TO DO – Reproduce each of the rows below word for word, leaving out the pictures.

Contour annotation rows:

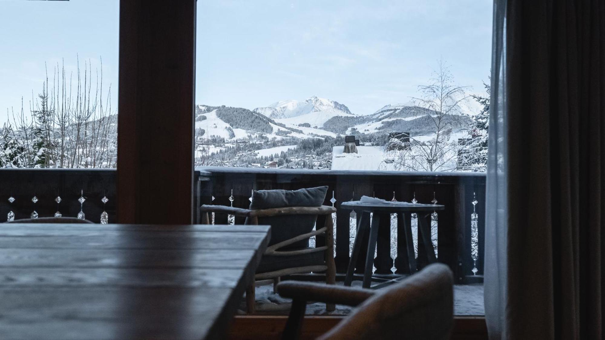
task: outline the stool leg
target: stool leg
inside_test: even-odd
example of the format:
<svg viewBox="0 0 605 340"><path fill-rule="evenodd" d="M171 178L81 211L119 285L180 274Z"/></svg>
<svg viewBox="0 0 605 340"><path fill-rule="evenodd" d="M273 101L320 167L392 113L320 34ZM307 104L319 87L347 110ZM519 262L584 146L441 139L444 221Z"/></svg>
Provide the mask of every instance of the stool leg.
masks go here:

RESPONSE BELOW –
task: outline the stool leg
target: stool leg
inside_test: even-odd
example of the format:
<svg viewBox="0 0 605 340"><path fill-rule="evenodd" d="M171 178L81 211L119 285L180 274Z"/></svg>
<svg viewBox="0 0 605 340"><path fill-rule="evenodd" d="M273 101L320 167L392 113L320 34ZM307 104L319 87L347 110ZM519 262L584 146L441 139L444 221Z"/></svg>
Provide the mask of every instance of the stool leg.
masks go here:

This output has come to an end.